Exercise requirements
Using the listing below, copy every line that mentions "silver".
**** Provided data ****
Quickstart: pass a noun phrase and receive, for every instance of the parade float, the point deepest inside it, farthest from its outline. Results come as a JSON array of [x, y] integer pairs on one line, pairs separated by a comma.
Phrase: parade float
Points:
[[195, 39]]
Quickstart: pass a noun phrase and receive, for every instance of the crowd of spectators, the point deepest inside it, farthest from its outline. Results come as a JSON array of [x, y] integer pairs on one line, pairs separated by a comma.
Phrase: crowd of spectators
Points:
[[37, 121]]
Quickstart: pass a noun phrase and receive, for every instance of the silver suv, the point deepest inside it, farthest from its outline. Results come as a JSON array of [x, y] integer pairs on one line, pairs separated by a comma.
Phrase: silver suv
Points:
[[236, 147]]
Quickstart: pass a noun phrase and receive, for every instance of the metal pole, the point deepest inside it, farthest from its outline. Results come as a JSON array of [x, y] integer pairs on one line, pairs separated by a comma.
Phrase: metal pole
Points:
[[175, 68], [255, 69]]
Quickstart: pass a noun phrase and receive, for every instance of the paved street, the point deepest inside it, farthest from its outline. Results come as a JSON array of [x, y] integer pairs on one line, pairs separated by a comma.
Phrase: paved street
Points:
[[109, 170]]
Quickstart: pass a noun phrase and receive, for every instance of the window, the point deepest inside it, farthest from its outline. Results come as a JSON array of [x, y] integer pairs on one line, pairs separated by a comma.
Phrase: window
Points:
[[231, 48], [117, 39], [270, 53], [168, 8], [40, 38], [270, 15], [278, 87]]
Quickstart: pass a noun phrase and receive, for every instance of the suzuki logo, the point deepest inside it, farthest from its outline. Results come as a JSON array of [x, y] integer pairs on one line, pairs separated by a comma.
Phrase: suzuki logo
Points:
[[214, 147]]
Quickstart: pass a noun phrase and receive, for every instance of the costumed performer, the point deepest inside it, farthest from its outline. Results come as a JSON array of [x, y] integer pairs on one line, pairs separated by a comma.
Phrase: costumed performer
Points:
****
Written solution
Quickstart: pass a noun phrase and receive, for every instance of the silver suv, the point deepest inside it, farthest from its outline. Results come as a JSON array of [x, y] integer pairs on one line, pairs separated by a comma.
Phrase: silver suv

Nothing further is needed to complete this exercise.